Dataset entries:
>>>>>

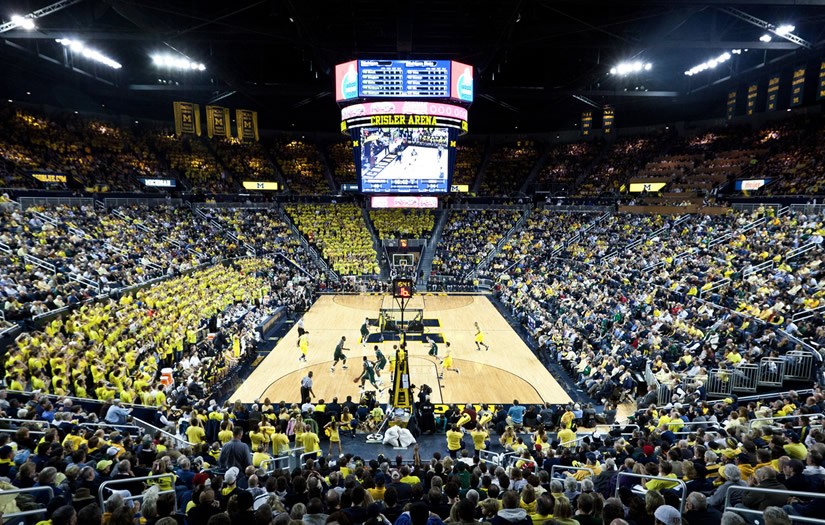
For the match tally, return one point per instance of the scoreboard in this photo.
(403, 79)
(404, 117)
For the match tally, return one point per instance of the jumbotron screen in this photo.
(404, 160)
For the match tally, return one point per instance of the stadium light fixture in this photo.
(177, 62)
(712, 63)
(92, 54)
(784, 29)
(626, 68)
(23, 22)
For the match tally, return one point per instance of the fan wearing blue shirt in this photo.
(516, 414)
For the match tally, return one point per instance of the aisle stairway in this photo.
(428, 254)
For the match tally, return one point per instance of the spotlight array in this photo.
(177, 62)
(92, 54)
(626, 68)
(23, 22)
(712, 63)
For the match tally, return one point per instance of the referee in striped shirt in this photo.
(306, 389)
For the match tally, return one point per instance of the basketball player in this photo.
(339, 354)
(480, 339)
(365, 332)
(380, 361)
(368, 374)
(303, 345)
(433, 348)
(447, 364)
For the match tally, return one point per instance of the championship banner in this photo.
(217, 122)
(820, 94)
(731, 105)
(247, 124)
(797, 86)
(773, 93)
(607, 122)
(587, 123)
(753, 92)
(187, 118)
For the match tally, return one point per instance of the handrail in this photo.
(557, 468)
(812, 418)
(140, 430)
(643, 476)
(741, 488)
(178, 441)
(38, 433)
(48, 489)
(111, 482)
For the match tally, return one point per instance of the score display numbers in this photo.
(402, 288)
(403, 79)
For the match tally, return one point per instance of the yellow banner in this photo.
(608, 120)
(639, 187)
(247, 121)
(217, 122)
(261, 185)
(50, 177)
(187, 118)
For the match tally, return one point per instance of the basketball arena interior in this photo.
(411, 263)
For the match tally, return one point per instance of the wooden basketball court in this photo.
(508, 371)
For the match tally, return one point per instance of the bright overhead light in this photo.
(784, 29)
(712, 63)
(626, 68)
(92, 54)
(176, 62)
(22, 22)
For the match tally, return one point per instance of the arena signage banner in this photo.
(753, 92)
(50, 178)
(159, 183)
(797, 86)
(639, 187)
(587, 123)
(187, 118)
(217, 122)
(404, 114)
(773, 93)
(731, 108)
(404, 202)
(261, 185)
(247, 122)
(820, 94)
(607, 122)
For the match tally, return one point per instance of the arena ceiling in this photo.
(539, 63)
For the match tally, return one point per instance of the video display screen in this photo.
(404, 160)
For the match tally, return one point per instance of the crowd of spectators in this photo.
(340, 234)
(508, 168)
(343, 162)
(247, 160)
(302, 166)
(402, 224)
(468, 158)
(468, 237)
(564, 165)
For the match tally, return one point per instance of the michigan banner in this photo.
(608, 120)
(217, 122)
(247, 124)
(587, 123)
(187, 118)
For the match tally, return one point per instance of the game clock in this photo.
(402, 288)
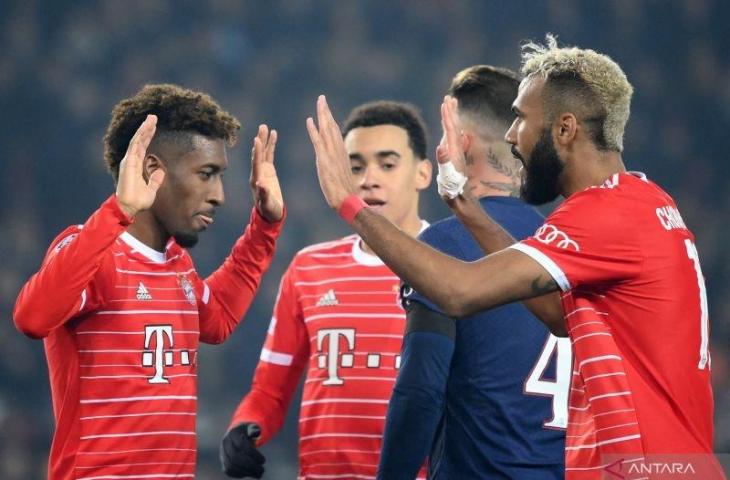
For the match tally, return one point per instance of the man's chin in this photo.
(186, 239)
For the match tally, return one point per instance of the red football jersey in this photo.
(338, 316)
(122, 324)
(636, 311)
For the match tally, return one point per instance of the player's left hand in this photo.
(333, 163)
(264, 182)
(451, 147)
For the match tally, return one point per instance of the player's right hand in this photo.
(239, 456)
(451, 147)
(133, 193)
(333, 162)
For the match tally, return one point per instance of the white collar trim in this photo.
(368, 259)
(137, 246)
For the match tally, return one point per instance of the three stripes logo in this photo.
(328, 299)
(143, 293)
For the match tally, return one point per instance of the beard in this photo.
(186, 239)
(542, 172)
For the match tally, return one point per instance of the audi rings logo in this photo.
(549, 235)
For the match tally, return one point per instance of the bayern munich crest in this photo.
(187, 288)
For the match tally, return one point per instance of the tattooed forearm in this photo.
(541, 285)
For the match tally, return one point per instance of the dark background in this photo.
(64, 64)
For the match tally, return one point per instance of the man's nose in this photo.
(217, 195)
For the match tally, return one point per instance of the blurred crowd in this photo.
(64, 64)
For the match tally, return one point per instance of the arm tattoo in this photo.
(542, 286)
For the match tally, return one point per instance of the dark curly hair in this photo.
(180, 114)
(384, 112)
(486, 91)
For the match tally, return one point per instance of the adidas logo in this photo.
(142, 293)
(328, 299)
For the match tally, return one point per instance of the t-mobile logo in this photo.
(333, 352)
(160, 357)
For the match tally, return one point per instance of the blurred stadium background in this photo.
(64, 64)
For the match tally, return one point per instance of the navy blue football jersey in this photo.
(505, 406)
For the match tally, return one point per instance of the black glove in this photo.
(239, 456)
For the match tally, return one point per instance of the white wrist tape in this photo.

<<<<<

### YOUR ASSIGNMENT:
Would you copy out every entry above word for word, without the pictures?

### REPLY:
For the match tally, return one point per instance of the scoreboard in this photo.
(403, 79)
(404, 117)
For the match tally, return one point per instance of the jumbotron screen in this photo.
(404, 160)
For the match tally, return one point per instance of the stadium light fixture in this photo.
(177, 62)
(712, 63)
(92, 54)
(784, 29)
(626, 68)
(23, 22)
For the match tally, return one point per instance of the fan wearing blue shirt in this photo.
(516, 414)
For the match tally, return one point per instance of the aisle stairway in this photo.
(428, 254)
For the match tally, return one point per instance of the spotlight array in this photo.
(177, 62)
(92, 54)
(626, 68)
(23, 22)
(712, 63)
For the match tally, return one point per instance of the referee in striped shirt in this photo.
(306, 389)
For the match tally, return one point per instance of the basketball player in this photo.
(339, 354)
(480, 339)
(365, 332)
(380, 361)
(368, 374)
(303, 345)
(433, 348)
(447, 364)
For the match tally, return one point per instance of the championship banner in this photo.
(217, 122)
(820, 94)
(731, 105)
(247, 124)
(797, 86)
(773, 93)
(607, 122)
(587, 123)
(753, 92)
(187, 118)
For the match tally, return one point per instance of the handrail in this photo.
(557, 468)
(812, 418)
(140, 430)
(643, 476)
(741, 488)
(178, 441)
(38, 433)
(48, 489)
(111, 482)
For the match tally, return one point per instance of the score display numbers in this photo.
(402, 288)
(403, 79)
For the match tally, return one point per instance of the yellow banner in this photo.
(608, 120)
(639, 187)
(247, 121)
(217, 122)
(261, 185)
(50, 177)
(187, 118)
For the match tally, return one point per instance of the basketball arena interior in this photo.
(411, 263)
For the match tally, return one point per instance of the wooden basketball court in this photo.
(508, 371)
For the match tally, return one point per instance of the bright overhead light in this photo.
(784, 29)
(712, 63)
(626, 68)
(92, 54)
(176, 62)
(22, 22)
For the match tally, return one point per instance of the arena signage banner in this photo.
(753, 92)
(50, 178)
(159, 183)
(797, 86)
(639, 187)
(587, 123)
(187, 118)
(217, 122)
(404, 114)
(773, 93)
(731, 108)
(404, 202)
(261, 185)
(247, 122)
(820, 94)
(607, 122)
For the match tally, return one point per instance of the arena ceiling in this photo.
(539, 63)
For the match tally, return one point per instance of the video display screen in this photo.
(404, 160)
For the match tally, return one point per instance of the crowd of spectators in this photo.
(340, 234)
(508, 168)
(343, 162)
(247, 160)
(302, 166)
(402, 224)
(468, 158)
(468, 237)
(564, 165)
For the match tally, return one point per instance of the michigan banner in this photo.
(608, 120)
(217, 122)
(247, 124)
(587, 123)
(187, 118)
For the match tally, return one point per instance of the game clock in this photo.
(402, 288)
For the match tally, return one point per instance of the man's chin in this photo.
(186, 239)
For the match tally, return one point per instance of the red football jersey in this photo.
(338, 316)
(122, 324)
(636, 311)
For the match tally, return one point per instance of the player's left hand in this photo.
(333, 163)
(264, 182)
(451, 147)
For the match tally, return one point per instance of the player's right hand in this photo.
(239, 456)
(451, 147)
(133, 193)
(333, 162)
For the match tally, return one point per instance of the white collar trim in this photo.
(368, 259)
(137, 246)
For the match tally, return one point per instance of the three stripes logo in this photo.
(328, 299)
(143, 293)
For the match tally, return one point per instance of the beard in this photo.
(186, 239)
(542, 172)
For the match tally, return one point per instance of the audi rings logo in this photo.
(549, 235)
For the match tally, return one point per instance of the bayern munich crest in this photo.
(187, 288)
For the match tally, return one point per instance of the tattooed forearm in this photo.
(541, 285)
For the match tally, return one point per instance of the dark background in this photo.
(64, 64)
For the match tally, return one point per instance of the man's nose in this photo.
(217, 195)
For the match tally, return one point per instance of the blurred crowd in this photo.
(64, 64)
For the match tally, return one point per instance of the arm tattoo in this photo.
(542, 286)
For the match tally, return one point per instance of the dark curly hair in this photo.
(180, 114)
(384, 112)
(486, 91)
For the match tally, return one point per instance of the adidas logo in this photo.
(142, 293)
(328, 299)
For the match tally, return one point per instance of the t-mobile logo in this photo.
(333, 352)
(160, 357)
For the match tally, return one point per instance of the blurred stadium background in this photo.
(64, 64)
For the match tally, return one point per instance of the navy blue football jersey in this photo.
(505, 406)
For the match tally, return one point per instance of the black glove in this photo.
(239, 456)
For the match tally, return one point per instance of the white wrist tape in this photo.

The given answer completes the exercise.